=== Problem ===
Select and copy each line of the material below that contains the word "curtain".

=== Dataset ===
- - - - - - -

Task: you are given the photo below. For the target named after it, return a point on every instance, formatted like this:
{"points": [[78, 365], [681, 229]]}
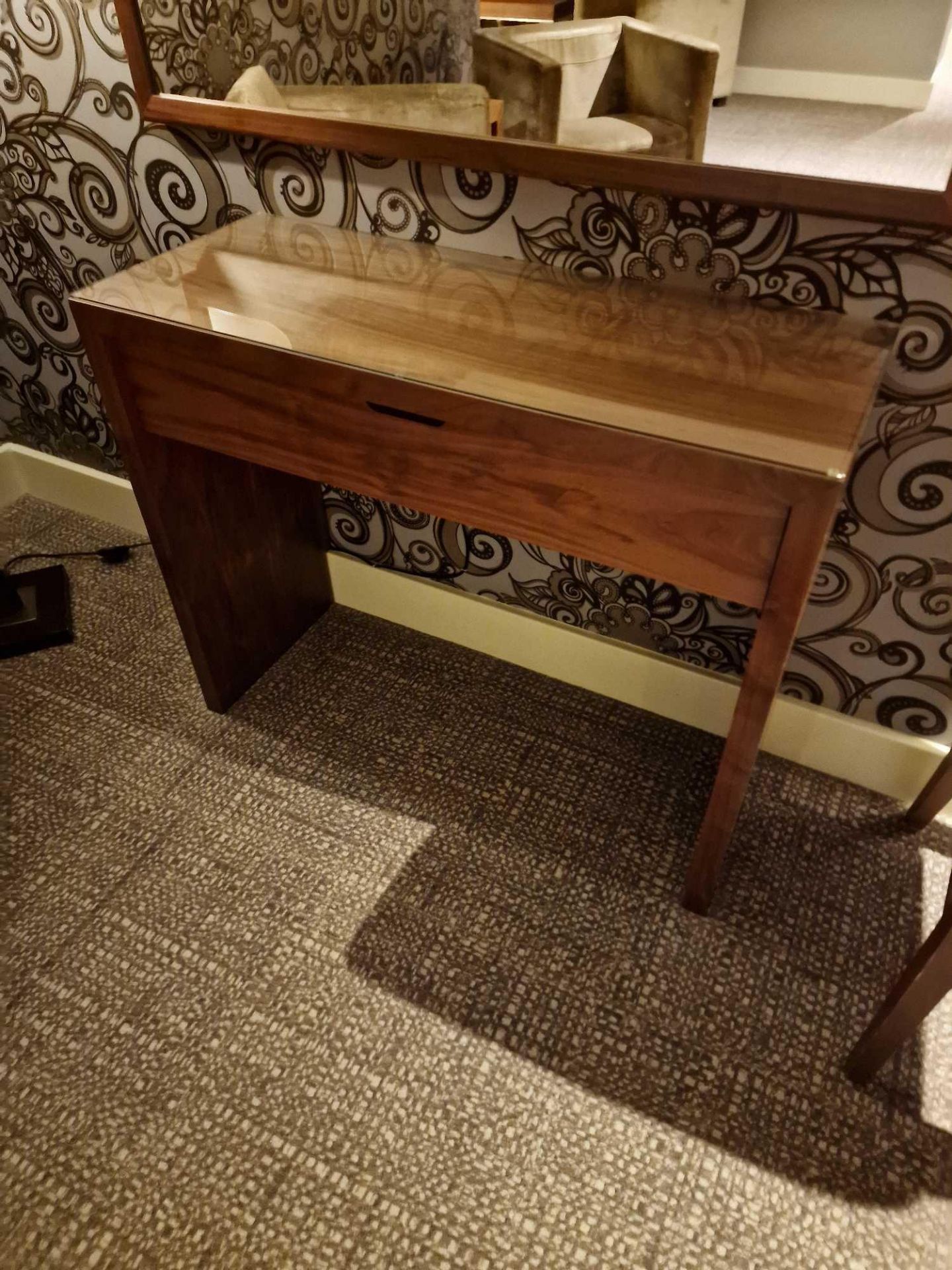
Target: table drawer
{"points": [[673, 512]]}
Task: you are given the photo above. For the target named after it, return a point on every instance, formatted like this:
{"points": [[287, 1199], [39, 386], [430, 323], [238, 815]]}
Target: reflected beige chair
{"points": [[460, 108], [719, 21], [614, 84]]}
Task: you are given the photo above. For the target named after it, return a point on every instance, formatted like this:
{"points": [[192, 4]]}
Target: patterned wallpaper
{"points": [[85, 190], [200, 48]]}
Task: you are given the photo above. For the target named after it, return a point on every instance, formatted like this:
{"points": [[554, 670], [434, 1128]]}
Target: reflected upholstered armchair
{"points": [[460, 108], [719, 21], [612, 84]]}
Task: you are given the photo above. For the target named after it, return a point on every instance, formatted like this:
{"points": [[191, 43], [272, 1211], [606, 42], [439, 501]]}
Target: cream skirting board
{"points": [[853, 749]]}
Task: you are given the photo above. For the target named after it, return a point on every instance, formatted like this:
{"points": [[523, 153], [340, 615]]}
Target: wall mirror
{"points": [[837, 106]]}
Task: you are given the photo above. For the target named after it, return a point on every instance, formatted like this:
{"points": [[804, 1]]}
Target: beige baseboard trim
{"points": [[851, 749], [69, 486], [829, 87]]}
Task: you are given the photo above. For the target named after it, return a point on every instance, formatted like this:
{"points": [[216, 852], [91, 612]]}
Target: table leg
{"points": [[935, 795], [920, 988], [804, 540], [241, 548]]}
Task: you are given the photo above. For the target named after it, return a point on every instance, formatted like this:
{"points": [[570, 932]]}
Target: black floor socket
{"points": [[34, 610]]}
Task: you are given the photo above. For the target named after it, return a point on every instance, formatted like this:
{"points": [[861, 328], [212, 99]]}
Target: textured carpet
{"points": [[387, 968], [838, 140]]}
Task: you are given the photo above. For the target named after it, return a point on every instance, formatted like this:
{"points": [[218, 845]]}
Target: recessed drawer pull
{"points": [[407, 414]]}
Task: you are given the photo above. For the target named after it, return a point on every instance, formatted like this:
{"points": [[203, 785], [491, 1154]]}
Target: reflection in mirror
{"points": [[856, 89]]}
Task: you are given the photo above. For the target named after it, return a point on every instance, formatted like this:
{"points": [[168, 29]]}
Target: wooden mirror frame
{"points": [[895, 205]]}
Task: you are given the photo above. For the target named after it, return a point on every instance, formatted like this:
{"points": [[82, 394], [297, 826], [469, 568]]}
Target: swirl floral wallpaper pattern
{"points": [[85, 189], [200, 48]]}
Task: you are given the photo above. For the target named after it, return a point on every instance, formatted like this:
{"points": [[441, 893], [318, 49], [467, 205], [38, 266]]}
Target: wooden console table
{"points": [[701, 443]]}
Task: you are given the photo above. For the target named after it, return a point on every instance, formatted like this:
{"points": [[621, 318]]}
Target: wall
{"points": [[898, 38], [200, 48], [85, 190]]}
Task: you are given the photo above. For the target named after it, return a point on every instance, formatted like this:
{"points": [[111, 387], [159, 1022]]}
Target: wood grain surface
{"points": [[614, 497], [783, 386]]}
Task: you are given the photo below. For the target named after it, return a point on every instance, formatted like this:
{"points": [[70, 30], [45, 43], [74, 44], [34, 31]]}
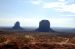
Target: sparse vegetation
{"points": [[32, 40]]}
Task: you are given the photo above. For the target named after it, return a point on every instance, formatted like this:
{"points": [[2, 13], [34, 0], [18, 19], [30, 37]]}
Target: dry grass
{"points": [[36, 40]]}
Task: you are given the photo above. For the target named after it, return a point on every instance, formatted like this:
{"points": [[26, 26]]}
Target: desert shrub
{"points": [[2, 39]]}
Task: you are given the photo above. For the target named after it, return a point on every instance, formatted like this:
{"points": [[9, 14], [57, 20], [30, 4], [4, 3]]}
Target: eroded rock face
{"points": [[44, 26], [17, 25]]}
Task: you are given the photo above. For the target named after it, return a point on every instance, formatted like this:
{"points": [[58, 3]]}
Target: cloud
{"points": [[61, 0], [60, 6], [36, 1]]}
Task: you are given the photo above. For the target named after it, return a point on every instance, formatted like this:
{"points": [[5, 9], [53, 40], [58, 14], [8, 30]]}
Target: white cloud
{"points": [[60, 6], [36, 1], [61, 0]]}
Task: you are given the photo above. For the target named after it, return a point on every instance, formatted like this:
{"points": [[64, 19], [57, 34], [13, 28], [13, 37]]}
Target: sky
{"points": [[60, 13]]}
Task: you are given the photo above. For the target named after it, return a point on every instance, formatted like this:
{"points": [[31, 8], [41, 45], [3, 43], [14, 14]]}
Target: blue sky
{"points": [[60, 13]]}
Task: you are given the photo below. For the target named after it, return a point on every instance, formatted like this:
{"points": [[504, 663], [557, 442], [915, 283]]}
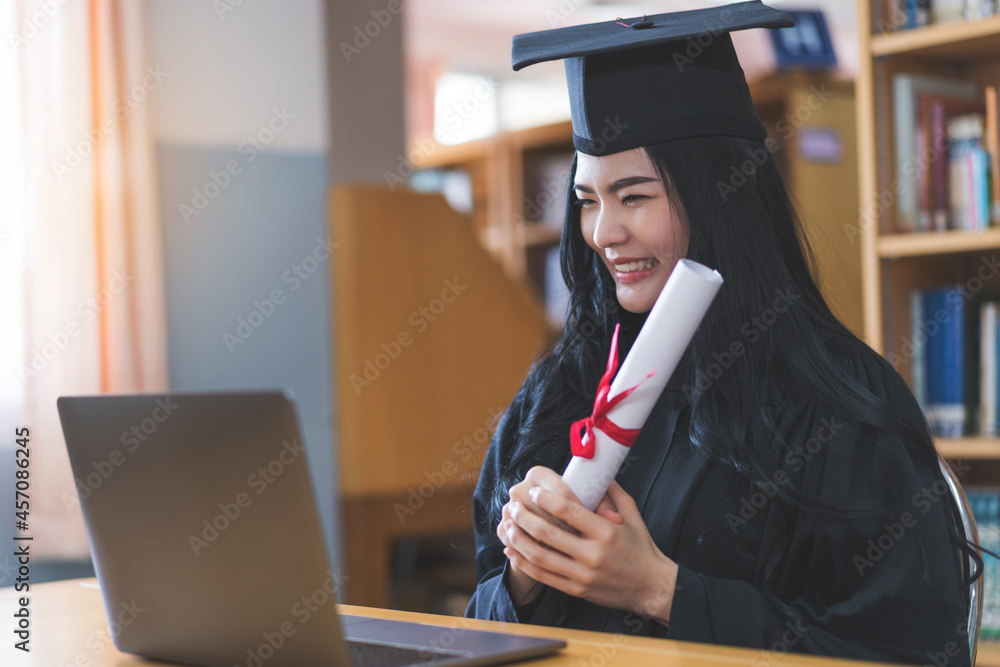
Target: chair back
{"points": [[971, 534]]}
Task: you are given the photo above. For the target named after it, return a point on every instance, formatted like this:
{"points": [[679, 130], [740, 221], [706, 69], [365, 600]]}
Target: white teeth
{"points": [[641, 265]]}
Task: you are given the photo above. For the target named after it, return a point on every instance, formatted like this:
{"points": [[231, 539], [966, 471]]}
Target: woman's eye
{"points": [[633, 199]]}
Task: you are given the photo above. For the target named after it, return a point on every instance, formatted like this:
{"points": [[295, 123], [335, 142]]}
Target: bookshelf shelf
{"points": [[988, 654], [542, 233], [970, 448], [950, 41], [891, 246]]}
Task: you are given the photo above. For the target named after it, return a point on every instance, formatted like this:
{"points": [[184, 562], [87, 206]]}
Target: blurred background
{"points": [[360, 202]]}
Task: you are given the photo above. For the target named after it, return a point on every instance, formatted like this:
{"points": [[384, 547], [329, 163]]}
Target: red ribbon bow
{"points": [[602, 406]]}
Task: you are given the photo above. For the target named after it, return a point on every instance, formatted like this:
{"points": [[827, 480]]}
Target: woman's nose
{"points": [[608, 229]]}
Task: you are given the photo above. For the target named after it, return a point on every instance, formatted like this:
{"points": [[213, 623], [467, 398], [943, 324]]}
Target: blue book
{"points": [[996, 375], [944, 315]]}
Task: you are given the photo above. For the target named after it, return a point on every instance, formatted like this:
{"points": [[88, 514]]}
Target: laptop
{"points": [[205, 538]]}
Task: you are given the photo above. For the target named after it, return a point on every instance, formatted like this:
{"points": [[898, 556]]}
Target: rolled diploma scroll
{"points": [[668, 331]]}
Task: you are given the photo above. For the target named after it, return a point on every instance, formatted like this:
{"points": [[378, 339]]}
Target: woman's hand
{"points": [[606, 557]]}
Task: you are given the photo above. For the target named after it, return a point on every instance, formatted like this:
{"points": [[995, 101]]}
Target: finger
{"points": [[521, 493], [623, 502], [540, 574], [545, 532], [607, 510], [551, 480], [571, 512], [543, 556]]}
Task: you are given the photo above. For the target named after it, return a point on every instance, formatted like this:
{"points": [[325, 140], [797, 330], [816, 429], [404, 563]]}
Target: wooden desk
{"points": [[69, 629]]}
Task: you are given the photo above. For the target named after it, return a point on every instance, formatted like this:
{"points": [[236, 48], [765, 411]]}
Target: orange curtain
{"points": [[88, 231]]}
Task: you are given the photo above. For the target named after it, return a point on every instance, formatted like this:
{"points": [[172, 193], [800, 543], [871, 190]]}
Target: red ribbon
{"points": [[602, 406]]}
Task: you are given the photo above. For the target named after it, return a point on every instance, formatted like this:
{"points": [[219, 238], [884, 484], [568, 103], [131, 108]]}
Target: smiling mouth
{"points": [[639, 265]]}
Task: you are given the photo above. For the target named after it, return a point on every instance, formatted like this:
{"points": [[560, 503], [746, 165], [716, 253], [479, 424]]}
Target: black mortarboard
{"points": [[641, 81]]}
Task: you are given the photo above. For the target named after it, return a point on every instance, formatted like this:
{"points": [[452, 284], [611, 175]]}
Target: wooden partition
{"points": [[432, 341]]}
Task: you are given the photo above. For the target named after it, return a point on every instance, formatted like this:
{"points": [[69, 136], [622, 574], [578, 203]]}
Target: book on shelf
{"points": [[931, 147], [944, 360], [920, 13], [911, 165], [993, 149], [982, 340], [954, 346], [968, 183]]}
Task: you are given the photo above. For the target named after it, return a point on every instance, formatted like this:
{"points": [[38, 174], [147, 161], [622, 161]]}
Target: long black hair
{"points": [[741, 222]]}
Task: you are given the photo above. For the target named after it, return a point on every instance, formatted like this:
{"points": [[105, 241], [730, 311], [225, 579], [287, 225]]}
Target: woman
{"points": [[785, 493]]}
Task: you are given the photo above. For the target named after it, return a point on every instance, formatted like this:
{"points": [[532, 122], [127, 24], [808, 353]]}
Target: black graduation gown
{"points": [[872, 589]]}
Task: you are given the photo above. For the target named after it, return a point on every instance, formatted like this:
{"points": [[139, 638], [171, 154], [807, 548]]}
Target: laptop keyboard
{"points": [[364, 654]]}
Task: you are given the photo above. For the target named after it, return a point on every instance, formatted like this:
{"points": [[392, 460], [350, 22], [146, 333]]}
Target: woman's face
{"points": [[626, 217]]}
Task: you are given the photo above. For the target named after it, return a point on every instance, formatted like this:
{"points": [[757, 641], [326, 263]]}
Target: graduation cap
{"points": [[635, 82]]}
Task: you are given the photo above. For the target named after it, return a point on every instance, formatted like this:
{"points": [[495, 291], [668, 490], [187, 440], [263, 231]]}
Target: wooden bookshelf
{"points": [[969, 448], [502, 172], [895, 264], [989, 654], [936, 243], [952, 41]]}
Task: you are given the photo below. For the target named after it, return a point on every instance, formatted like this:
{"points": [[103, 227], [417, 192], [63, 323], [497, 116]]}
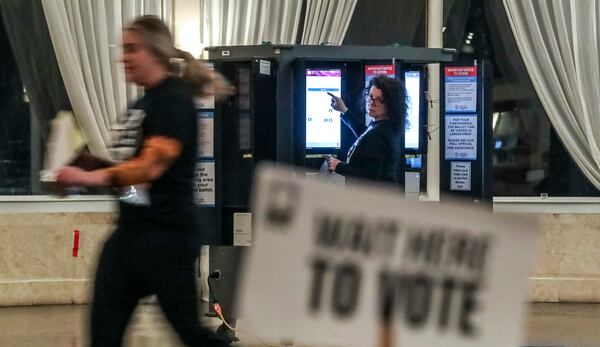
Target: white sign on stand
{"points": [[204, 183], [206, 134], [460, 175], [461, 136], [362, 267]]}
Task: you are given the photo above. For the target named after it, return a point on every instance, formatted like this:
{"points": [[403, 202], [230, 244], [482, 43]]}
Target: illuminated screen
{"points": [[322, 122], [412, 82]]}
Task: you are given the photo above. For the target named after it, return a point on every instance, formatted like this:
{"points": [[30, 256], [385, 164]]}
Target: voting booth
{"points": [[466, 134], [282, 112]]}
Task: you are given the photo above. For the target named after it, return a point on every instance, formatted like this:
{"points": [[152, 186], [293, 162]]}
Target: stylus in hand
{"points": [[337, 103]]}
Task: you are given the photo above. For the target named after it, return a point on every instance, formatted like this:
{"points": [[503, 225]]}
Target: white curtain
{"points": [[86, 36], [250, 22], [560, 44], [326, 21]]}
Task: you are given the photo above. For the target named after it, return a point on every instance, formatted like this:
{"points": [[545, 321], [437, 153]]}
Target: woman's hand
{"points": [[338, 104], [332, 162], [74, 176]]}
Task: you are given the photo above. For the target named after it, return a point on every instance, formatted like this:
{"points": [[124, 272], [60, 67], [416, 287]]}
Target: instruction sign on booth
{"points": [[360, 266]]}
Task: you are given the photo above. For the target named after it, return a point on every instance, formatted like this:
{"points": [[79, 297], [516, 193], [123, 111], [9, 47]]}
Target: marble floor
{"points": [[49, 326]]}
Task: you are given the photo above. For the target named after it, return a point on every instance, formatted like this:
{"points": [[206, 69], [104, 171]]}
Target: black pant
{"points": [[126, 274]]}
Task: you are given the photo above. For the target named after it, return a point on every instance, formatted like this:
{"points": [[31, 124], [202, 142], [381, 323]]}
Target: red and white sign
{"points": [[462, 71], [461, 89], [374, 70]]}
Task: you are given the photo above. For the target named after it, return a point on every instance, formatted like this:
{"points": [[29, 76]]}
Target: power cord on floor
{"points": [[215, 275]]}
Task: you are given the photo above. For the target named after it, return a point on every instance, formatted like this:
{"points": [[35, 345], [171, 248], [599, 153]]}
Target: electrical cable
{"points": [[219, 311]]}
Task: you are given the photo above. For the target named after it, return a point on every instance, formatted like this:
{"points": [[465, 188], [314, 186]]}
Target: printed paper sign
{"points": [[207, 102], [204, 184], [460, 175], [461, 136], [264, 67], [360, 266], [206, 134], [461, 89]]}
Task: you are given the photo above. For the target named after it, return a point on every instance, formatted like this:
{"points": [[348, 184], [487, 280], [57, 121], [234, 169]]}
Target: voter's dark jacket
{"points": [[377, 152]]}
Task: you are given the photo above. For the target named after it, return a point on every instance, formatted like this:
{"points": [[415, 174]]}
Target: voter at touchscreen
{"points": [[376, 152]]}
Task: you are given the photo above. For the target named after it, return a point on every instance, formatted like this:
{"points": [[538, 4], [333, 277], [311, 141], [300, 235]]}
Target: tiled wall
{"points": [[568, 259], [36, 262], [37, 267]]}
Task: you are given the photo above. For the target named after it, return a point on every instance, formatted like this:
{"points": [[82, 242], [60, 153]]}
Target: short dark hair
{"points": [[394, 96]]}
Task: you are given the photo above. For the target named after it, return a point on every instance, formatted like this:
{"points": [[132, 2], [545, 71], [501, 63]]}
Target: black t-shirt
{"points": [[168, 110]]}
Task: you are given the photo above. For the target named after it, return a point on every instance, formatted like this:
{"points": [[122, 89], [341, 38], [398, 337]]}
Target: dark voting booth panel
{"points": [[282, 110]]}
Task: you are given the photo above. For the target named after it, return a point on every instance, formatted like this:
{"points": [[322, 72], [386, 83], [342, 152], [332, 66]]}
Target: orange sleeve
{"points": [[156, 155]]}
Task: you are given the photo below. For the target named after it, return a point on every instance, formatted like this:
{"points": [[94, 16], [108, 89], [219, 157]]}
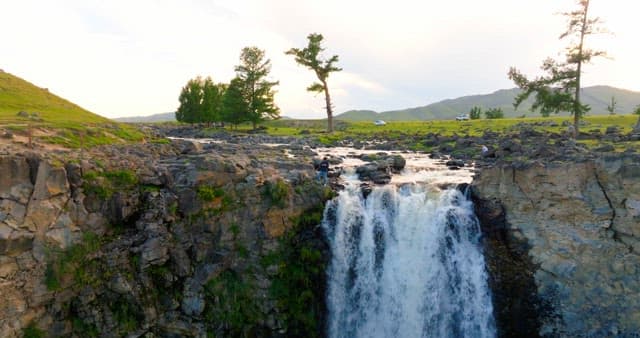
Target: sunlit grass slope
{"points": [[18, 95], [55, 120]]}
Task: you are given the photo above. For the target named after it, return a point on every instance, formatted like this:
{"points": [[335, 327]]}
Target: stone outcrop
{"points": [[150, 240], [564, 241]]}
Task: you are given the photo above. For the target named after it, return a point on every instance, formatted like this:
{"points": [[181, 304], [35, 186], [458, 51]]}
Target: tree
{"points": [[636, 111], [200, 101], [190, 102], [559, 90], [212, 95], [611, 107], [257, 92], [310, 57], [494, 113], [234, 106], [475, 113]]}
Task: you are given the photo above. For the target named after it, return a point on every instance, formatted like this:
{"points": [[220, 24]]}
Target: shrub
{"points": [[208, 193], [277, 192]]}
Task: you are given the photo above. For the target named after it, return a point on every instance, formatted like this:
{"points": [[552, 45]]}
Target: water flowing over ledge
{"points": [[406, 260]]}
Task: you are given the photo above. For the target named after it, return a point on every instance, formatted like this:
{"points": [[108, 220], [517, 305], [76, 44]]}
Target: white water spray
{"points": [[406, 263]]}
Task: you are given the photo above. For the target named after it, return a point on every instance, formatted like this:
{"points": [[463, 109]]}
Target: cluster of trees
{"points": [[249, 97], [492, 113]]}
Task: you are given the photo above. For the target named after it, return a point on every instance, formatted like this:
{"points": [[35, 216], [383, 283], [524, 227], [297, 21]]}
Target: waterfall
{"points": [[406, 262]]}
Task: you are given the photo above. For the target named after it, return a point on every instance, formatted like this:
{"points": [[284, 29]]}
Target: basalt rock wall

- - - - - - -

=== Answer for the task ===
Target: orange curtain
Target: white curtain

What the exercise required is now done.